• [PROBLEM REQUIREMENTS]:
Look below for the line that contains "Objective — one point per instance of the dead", then quote it and all the lines after it, exactly, with the pictures left out.

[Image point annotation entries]
▶

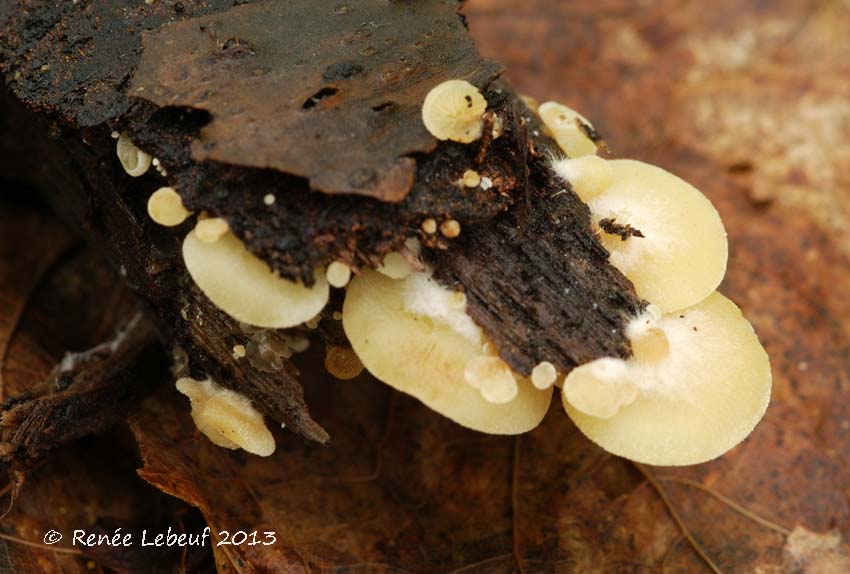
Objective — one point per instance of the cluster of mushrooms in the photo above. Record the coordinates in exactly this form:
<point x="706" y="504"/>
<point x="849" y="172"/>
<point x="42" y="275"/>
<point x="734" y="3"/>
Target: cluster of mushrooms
<point x="696" y="385"/>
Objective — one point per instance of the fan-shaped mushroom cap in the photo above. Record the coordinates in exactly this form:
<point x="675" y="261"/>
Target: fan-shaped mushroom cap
<point x="227" y="418"/>
<point x="244" y="287"/>
<point x="681" y="257"/>
<point x="426" y="358"/>
<point x="694" y="402"/>
<point x="453" y="110"/>
<point x="134" y="161"/>
<point x="567" y="127"/>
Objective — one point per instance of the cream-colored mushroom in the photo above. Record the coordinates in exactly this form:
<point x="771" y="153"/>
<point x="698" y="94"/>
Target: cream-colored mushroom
<point x="134" y="161"/>
<point x="569" y="128"/>
<point x="211" y="229"/>
<point x="165" y="207"/>
<point x="681" y="257"/>
<point x="244" y="287"/>
<point x="453" y="111"/>
<point x="338" y="274"/>
<point x="227" y="418"/>
<point x="397" y="265"/>
<point x="416" y="337"/>
<point x="588" y="175"/>
<point x="701" y="382"/>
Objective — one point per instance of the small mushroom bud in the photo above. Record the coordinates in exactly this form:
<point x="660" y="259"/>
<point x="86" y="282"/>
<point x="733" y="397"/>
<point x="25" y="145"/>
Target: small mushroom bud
<point x="697" y="386"/>
<point x="453" y="110"/>
<point x="569" y="128"/>
<point x="589" y="175"/>
<point x="244" y="287"/>
<point x="338" y="274"/>
<point x="679" y="256"/>
<point x="166" y="208"/>
<point x="419" y="343"/>
<point x="134" y="161"/>
<point x="227" y="418"/>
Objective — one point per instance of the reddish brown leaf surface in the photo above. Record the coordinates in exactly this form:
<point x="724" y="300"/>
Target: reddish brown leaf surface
<point x="744" y="101"/>
<point x="55" y="297"/>
<point x="292" y="85"/>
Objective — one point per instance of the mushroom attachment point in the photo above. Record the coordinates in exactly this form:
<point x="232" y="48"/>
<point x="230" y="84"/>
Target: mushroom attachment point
<point x="453" y="111"/>
<point x="134" y="161"/>
<point x="244" y="287"/>
<point x="166" y="208"/>
<point x="227" y="418"/>
<point x="569" y="128"/>
<point x="421" y="343"/>
<point x="697" y="386"/>
<point x="678" y="255"/>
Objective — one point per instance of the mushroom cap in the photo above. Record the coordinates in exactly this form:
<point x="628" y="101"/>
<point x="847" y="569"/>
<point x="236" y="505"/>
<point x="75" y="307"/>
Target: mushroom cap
<point x="682" y="255"/>
<point x="134" y="161"/>
<point x="452" y="111"/>
<point x="426" y="359"/>
<point x="244" y="287"/>
<point x="565" y="124"/>
<point x="701" y="400"/>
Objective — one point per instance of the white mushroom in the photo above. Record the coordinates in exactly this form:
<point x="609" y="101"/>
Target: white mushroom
<point x="569" y="128"/>
<point x="211" y="229"/>
<point x="453" y="110"/>
<point x="681" y="257"/>
<point x="244" y="287"/>
<point x="588" y="175"/>
<point x="227" y="418"/>
<point x="698" y="384"/>
<point x="134" y="161"/>
<point x="165" y="207"/>
<point x="415" y="336"/>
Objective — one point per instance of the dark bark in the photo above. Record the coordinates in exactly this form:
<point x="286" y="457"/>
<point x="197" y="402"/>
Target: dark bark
<point x="524" y="240"/>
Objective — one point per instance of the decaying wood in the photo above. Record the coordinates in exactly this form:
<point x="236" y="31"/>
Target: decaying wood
<point x="92" y="391"/>
<point x="224" y="148"/>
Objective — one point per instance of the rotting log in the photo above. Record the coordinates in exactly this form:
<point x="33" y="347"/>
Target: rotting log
<point x="333" y="132"/>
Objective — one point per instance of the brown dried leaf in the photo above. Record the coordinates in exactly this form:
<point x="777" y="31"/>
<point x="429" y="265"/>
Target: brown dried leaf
<point x="327" y="90"/>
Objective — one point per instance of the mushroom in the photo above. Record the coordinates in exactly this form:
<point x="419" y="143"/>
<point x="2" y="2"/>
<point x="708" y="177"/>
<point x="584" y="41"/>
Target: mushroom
<point x="338" y="274"/>
<point x="415" y="336"/>
<point x="569" y="128"/>
<point x="227" y="418"/>
<point x="165" y="207"/>
<point x="696" y="387"/>
<point x="244" y="287"/>
<point x="679" y="255"/>
<point x="588" y="175"/>
<point x="397" y="265"/>
<point x="453" y="111"/>
<point x="134" y="161"/>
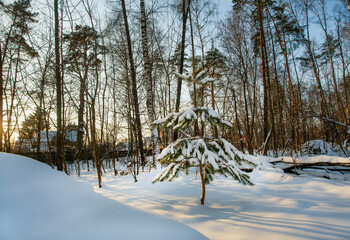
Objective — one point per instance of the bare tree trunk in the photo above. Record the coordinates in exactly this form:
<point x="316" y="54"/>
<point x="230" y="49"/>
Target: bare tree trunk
<point x="263" y="69"/>
<point x="59" y="161"/>
<point x="148" y="80"/>
<point x="185" y="10"/>
<point x="134" y="86"/>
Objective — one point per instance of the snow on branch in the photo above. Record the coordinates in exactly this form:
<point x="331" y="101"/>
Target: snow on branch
<point x="216" y="156"/>
<point x="186" y="118"/>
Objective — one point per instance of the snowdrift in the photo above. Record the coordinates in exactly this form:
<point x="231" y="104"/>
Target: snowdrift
<point x="37" y="202"/>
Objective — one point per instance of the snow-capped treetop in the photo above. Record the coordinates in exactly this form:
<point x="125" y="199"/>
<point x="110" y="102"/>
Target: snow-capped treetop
<point x="184" y="119"/>
<point x="200" y="78"/>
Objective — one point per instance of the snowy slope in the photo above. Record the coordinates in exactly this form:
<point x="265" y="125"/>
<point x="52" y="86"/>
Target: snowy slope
<point x="279" y="206"/>
<point x="37" y="202"/>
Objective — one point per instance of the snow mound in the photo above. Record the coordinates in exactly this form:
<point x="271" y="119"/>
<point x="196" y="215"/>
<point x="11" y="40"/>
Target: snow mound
<point x="37" y="202"/>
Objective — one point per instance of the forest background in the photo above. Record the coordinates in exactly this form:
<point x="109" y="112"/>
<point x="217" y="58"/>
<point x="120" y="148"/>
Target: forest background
<point x="85" y="76"/>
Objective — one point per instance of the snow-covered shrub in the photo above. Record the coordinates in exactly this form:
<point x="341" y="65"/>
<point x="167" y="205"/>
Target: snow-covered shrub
<point x="211" y="156"/>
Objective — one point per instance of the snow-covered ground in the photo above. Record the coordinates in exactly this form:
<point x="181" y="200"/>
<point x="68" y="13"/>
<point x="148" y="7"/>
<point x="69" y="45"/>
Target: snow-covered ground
<point x="279" y="206"/>
<point x="38" y="202"/>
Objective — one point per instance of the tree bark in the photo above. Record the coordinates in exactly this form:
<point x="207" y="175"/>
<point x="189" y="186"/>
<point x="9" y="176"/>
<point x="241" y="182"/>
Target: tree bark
<point x="148" y="79"/>
<point x="59" y="161"/>
<point x="133" y="85"/>
<point x="185" y="10"/>
<point x="263" y="70"/>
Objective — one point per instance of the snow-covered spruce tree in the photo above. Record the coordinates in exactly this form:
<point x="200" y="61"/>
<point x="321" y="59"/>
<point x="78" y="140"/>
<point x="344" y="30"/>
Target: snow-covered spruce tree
<point x="211" y="156"/>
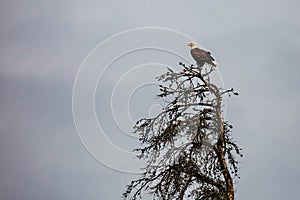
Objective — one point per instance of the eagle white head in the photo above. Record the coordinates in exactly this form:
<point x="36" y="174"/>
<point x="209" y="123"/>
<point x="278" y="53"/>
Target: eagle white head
<point x="193" y="45"/>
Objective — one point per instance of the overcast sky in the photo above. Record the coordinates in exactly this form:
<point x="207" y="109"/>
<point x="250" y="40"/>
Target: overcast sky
<point x="44" y="43"/>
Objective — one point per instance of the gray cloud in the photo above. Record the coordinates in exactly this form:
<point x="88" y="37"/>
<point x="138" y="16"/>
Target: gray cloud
<point x="42" y="45"/>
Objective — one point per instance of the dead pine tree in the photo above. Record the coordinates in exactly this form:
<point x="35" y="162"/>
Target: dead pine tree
<point x="188" y="147"/>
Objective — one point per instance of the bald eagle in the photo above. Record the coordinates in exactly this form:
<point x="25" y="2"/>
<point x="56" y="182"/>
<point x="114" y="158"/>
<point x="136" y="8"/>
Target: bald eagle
<point x="201" y="56"/>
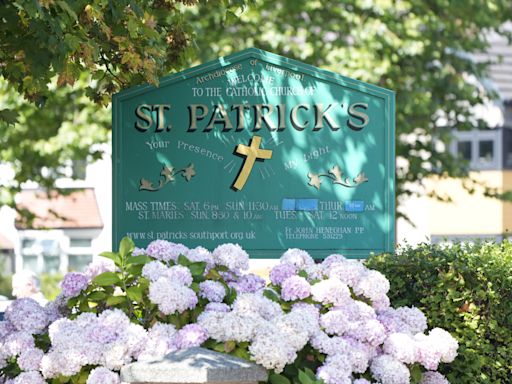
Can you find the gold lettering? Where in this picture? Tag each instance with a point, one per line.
(259, 116)
(161, 117)
(194, 116)
(222, 119)
(320, 115)
(293, 117)
(240, 123)
(140, 113)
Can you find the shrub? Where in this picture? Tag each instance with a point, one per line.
(465, 289)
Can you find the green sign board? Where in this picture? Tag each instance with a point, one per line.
(259, 150)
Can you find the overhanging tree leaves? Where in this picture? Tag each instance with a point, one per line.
(421, 49)
(58, 57)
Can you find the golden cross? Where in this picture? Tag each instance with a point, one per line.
(251, 154)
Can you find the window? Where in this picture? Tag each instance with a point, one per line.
(27, 243)
(485, 151)
(507, 148)
(77, 242)
(30, 263)
(79, 262)
(6, 262)
(51, 264)
(464, 150)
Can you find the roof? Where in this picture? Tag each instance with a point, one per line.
(63, 209)
(5, 243)
(500, 71)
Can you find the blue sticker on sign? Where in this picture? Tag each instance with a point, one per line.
(354, 206)
(306, 205)
(299, 205)
(288, 205)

◀

• [OUTPUT BELOW]:
Objective — one point per instance of the dead pine tree in the photo above. Record the coordinates in exactly this form:
<point x="35" y="162"/>
Target: dead pine tree
<point x="188" y="147"/>
Objective — one point per instance of the bald eagle in the photo above. Record the coordinates in exactly this form:
<point x="25" y="2"/>
<point x="56" y="182"/>
<point x="114" y="158"/>
<point x="136" y="8"/>
Target: bald eagle
<point x="201" y="56"/>
Can you find the gold lettering? Where in this picture? Tag each instance with a point, one per line.
(259, 116)
(161, 117)
(194, 116)
(222, 119)
(320, 115)
(293, 117)
(240, 123)
(140, 113)
Can you find the shrub? Where in this picture? Tag each instance with a point, one per line.
(465, 289)
Can you find the green sign board? Where in this picture? Tag each instance with a point, one per line.
(259, 150)
Can you find the overhanging tree leaves? Where in this picture? Tag each instance with a point, one per line.
(421, 49)
(58, 57)
Can you find the golden cross? Where in this picture? Tag each instance with a point, one per line.
(251, 154)
Can you find the window? Where in this picture? Tag each instance with a point, one per line.
(27, 243)
(485, 151)
(507, 148)
(77, 242)
(30, 263)
(79, 262)
(6, 262)
(51, 264)
(464, 150)
Can you find the roof? Where in this picture? Tag each instance with a point, one per line.
(63, 209)
(5, 243)
(500, 71)
Can you find the blue sticker on sign? Where in this picture? Tag each instance with a point, one per line.
(354, 206)
(306, 205)
(299, 205)
(288, 205)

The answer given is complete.